— 给定题目 1 —
抄写下文中关于儒家“自我”的文章里的一段，从含有“安乐哲(Roger T.Ames)[1] 著”的词句开始，到“的这些问题如何独具中国特色。”结束，一字不改。

— 正文段落 —
◆ ◆ ◆ ◆
用英语讲儒学:柯雄文论儒家的“自我”
安乐哲(Roger T.Ames)[1] 著
秦国帅 译
在中国哲学的形成时期,一种气化宇宙论普遍存在于战国时期的中国文化实践与哲学文献之中,并随这一源初时期的哲学主题同步演进。因此,在这一宇宙论的框架内探讨早期文本的中心主题和论点会为走向它们的哲学入口提供一条恰当的进路。反过来说,如果哲学的主体内容与这一不断演进的宇宙论相脱节,那么中国哲学的早期发展就会被放置到一个异质于其自身感受性的视域当中,并阻碍对之形成一种深入细致的理解,即哲学所关注的这些问题如何独具中国特色。
从表面看,这一结论可以立刻被观察到,但由之而来的哲学启示却是基础性的、渗透性的,因而,我们必须严肃地对待中国的宇宙论。中国古典哲学与生俱来地具有一种含混其词的特质,当然,当我们剔除古典的希腊式宇宙论假设时这一情况也会随之发生,然而,通过辩证其意义,我们可以得到这样一个结果,即它可以消除古典时期中国哲学某些哲学中心词汇的歧义。在这两种相对的古典传统当中,或许最本质的不同在于,西方古典传统以凸显“实体”作为本体论根据,而中国古典气化宇宙论却显示出了一种流动性的“过程”倾向。
西方古典视域下的这一推论,即形式的、不动的实在优先于流动的表象,相对于质化和连续性,更倾向于赋予量化和离散性以优先性。[2]事物的本性是原子式的:量化的离散性之功能就在于通过本质的和偶然的属性来解析事物的本性。整体是由离散且黏合的部分组成的。集体是一系列具有自身完整性的单个个人的组合。这种离散性和量化的优先性需要停滞性和恒久性来保证,它是实体性相对于过程性的优先性。集体中的每一个人都被定义为具有某些自同的身份特征,并有一些充分的前社会的、前文化的和持久的理由来确保他们的这种集体身份。反之,离散性和量化的这种优先性,对形式上被定义之概念的明晰性和不变之真理的必然性——这两者都与一个量上离散的和可测度的世界更加意气相投[3]——表现出了关切。
一、提出问题
从事汉学研究的西方学者一直在为这样一个问题而争论不休:在以“自我”和“人性”为中心点的古典儒学中,“人”的意义是什么?[4]我也想参与这场关于如何理解儒家的“人”的持续辩论,但与其说抱有一丝解决它的希望,倒不如说是试图厘清问题,辩证几个关键却又含混的说法。
◆ ◆ ◆ ◆
— 输入数据 —
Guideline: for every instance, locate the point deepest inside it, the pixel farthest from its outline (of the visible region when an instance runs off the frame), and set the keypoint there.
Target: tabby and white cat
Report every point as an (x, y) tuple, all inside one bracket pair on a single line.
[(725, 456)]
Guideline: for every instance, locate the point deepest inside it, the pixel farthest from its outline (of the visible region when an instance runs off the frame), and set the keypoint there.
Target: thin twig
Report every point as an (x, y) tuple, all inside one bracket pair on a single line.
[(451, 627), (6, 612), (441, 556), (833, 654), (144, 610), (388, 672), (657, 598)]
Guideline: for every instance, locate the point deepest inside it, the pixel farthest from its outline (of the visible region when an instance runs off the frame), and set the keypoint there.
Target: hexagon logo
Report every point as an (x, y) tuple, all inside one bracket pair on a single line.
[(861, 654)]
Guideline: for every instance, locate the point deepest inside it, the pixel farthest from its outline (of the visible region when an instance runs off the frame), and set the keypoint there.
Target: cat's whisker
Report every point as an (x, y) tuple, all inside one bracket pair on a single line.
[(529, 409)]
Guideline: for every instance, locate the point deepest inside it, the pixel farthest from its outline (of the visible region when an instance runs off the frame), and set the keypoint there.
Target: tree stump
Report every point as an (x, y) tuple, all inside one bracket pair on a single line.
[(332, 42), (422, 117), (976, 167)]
◆ ◆ ◆ ◆
— 给定题目 2 —
将上方数据行从第一行起，到含有“[(861, 654)]”的那一行为止，逐字重写一遍，首尾两行都包括在内。

— 正确答案 1 —
安乐哲(Roger T.Ames)[1] 著
秦国帅 译
在中国哲学的形成时期,一种气化宇宙论普遍存在于战国时期的中国文化实践与哲学文献之中,并随这一源初时期的哲学主题同步演进。因此,在这一宇宙论的框架内探讨早期文本的中心主题和论点会为走向它们的哲学入口提供一条恰当的进路。反过来说,如果哲学的主体内容与这一不断演进的宇宙论相脱节,那么中国哲学的早期发展就会被放置到一个异质于其自身感受性的视域当中,并阻碍对之形成一种深入细致的理解,即哲学所关注的这些问题如何独具中国特色。

— 正确答案 2 —
Guideline: for every instance, locate the point deepest inside it, the pixel farthest from its outline (of the visible region when an instance runs off the frame), and set the keypoint there.
Target: tabby and white cat
Report every point as an (x, y) tuple, all inside one bracket pair on a single line.
[(725, 456)]
Guideline: for every instance, locate the point deepest inside it, the pixel farthest from its outline (of the visible region when an instance runs off the frame), and set the keypoint there.
Target: thin twig
Report every point as an (x, y) tuple, all inside one bracket pair on a single line.
[(451, 627), (6, 612), (441, 556), (833, 654), (144, 610), (388, 672), (657, 598)]
Guideline: for every instance, locate the point deepest inside it, the pixel farthest from its outline (of the visible region when an instance runs off the frame), and set the keypoint there.
Target: hexagon logo
Report every point as an (x, y) tuple, all inside one bracket pair on a single line.
[(861, 654)]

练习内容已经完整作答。